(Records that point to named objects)
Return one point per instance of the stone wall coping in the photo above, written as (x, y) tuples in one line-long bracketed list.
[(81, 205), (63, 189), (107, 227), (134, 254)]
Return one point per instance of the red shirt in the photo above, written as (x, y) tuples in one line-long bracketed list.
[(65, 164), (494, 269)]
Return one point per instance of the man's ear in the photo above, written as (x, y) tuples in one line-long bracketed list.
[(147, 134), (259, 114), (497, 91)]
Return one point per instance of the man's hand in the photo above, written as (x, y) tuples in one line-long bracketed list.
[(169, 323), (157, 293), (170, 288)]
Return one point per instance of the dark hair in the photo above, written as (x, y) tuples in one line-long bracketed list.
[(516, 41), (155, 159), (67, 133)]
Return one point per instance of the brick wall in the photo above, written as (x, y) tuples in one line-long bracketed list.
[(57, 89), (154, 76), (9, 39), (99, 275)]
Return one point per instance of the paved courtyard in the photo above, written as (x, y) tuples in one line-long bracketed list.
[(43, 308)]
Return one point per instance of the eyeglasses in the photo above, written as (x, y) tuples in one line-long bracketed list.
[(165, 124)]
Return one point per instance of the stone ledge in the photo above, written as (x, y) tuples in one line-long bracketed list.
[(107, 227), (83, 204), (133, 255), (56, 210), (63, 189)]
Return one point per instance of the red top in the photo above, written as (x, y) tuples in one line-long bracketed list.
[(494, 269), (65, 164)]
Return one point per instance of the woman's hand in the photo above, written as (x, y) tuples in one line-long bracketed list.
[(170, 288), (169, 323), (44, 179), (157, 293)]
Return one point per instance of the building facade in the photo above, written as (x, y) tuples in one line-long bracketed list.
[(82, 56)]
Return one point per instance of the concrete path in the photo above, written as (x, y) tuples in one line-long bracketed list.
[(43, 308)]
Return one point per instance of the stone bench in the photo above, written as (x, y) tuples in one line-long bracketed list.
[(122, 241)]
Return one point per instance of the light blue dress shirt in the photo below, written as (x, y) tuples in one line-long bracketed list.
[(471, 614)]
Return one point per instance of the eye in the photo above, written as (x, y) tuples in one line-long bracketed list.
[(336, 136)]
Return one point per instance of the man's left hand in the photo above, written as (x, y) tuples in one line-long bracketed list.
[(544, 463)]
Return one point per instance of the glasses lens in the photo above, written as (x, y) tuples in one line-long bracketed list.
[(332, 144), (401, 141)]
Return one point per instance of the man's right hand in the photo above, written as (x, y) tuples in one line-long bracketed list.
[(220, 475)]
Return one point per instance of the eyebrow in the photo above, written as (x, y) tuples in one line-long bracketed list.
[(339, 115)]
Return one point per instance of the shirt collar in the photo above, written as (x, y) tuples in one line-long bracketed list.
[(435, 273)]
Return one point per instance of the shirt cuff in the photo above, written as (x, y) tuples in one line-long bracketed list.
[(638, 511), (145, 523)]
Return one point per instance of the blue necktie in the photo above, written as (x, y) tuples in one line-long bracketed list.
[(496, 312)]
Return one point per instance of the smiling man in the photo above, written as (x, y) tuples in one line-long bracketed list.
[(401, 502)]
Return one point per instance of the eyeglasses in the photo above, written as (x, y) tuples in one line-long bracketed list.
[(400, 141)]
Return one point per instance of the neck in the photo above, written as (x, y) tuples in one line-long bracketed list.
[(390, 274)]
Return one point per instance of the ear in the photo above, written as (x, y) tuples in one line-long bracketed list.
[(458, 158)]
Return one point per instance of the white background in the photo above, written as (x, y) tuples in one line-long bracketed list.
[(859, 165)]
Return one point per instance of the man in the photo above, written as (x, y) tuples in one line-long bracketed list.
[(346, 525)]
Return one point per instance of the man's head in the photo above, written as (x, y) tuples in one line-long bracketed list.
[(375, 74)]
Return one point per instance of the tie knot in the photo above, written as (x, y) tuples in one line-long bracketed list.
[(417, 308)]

What to produce: Rewrite every one of the records with "tuples" changed to "pairs" wherever it occurs, keeping all other text as it is.

Written solution:
Return one point per instance of the stone wall coping in the photo above, written as (x, y) pairs in one line-long bracketed list.
[(81, 205), (63, 189), (107, 227), (134, 254)]
Return one point per instance of the red shirt in the photo above, written as (x, y) pairs in one line-long bracketed list.
[(65, 164), (494, 269)]
Return one point per instance of the man's ear in the photo above, written as (x, y) pairs in one line-long bracketed list.
[(147, 134), (259, 114), (497, 91)]
Return one point per instance of the man's hand in the photo above, written as (x, y) pairs in one line-long bracketed list.
[(169, 323), (157, 293), (170, 288)]
Return one point per instance of the dark hair in the photo above, written as (x, y) pairs in one line-long bracketed list.
[(516, 41), (155, 159), (67, 133)]
Return one point per instance of the brick wall in the photo above, written as (x, y) pairs in one line-long bracketed list.
[(57, 89), (154, 76), (9, 39), (99, 275)]
Return one point per instance of the paved courtyard in the photo above, written as (x, y) pairs in one line-long bracketed list.
[(43, 308)]
Return one point per instance of the eyeglasses in the photo above, written as (x, y) pairs in one line-long bracketed list.
[(165, 124)]
Return one point per instance of the stone ledge in the photo above, written as (x, y) pairs in one line-long bracketed list.
[(107, 227), (83, 204), (133, 255), (56, 210), (63, 189)]
Return one point per instance of the red top in the photo above, written as (x, y) pairs in one line-long bracketed list.
[(494, 269), (65, 164)]
Return one point per instance of the woman's hand in the photo above, written as (x, y) pairs in one line-long bracketed list.
[(170, 288), (169, 323), (44, 179), (157, 293)]
Return one point per instance of the building facade in the photo above, written as (x, y) pairs in one line-long bracketed list.
[(82, 56)]
Return one point per instance of the concrete path in the photo above, written as (x, y) pairs in one line-long bracketed list.
[(43, 308)]
Return one point per instance of the stone bench in the photo above, written as (x, y) pairs in one line-long bracketed list.
[(122, 241)]
Return one point per instance of the light blue dress shirt in the photo below, written as (x, y) pairs in one line-long bracketed list.
[(471, 614)]
Return one point per instance of the eye in the photo above, written as (x, y) pairs in one line-long bracketed list.
[(336, 136)]
Return one point per instance of the man's left hand in the photo above, written as (x, y) pairs in one line-long bracketed list.
[(544, 463)]
Return one point per instance of the glasses lens in the photo above, written as (x, y) pairs in one line-long bracketed list.
[(332, 144), (401, 141)]
Return one point per instance of the man's right hand in the photo above, written as (x, y) pairs in one line-long bracketed list.
[(220, 475)]
Return one point per instance of the eyebrow in the photo above, written as (x, y) pairs in one line-long bracketed list.
[(339, 115)]
Return one point per instance of the shirt collar in the photo above, written as (x, y) pairs in one line-long bracketed list.
[(435, 273)]
Return one point per instance of the shirt cuff in the photo above, written as (x, y) pairs in one line-long bracketed list.
[(638, 511), (145, 523)]
Return one point per instance of the blue necktie in the photo above, written as (x, y) pairs in one line-long bracketed list.
[(496, 312)]
Return one point per instance of the smiling man in the photo above, written as (x, y) pairs in one line-long bracketed list.
[(401, 502)]
Return one point per instance of the eyeglasses in the photo above, written as (x, y) pairs in one line-long bracketed list.
[(400, 141)]
Return one point per instance of the neck in the photo above, written as (x, y) pairs in one line-long bracketed list.
[(390, 274)]
Return one point per instance of the ear in the photo above, written as (x, y) pairs in one line-long bracketed list.
[(458, 158)]
Return one point per instance of the white background in the photo above, written as (x, y) pairs in one line-long bracketed list.
[(859, 165)]
Return one point per instance of the man in the photo above, written as (x, y) pairs in one line-long bracketed list.
[(346, 525)]
Return one point per instance of the man's head in the photo above, written as (x, y) pairs in one line-long bracketed list.
[(375, 74)]
Return one point per instance of the tie knot in the photo above, written as (x, y) pairs in one line-long bracketed list.
[(417, 308)]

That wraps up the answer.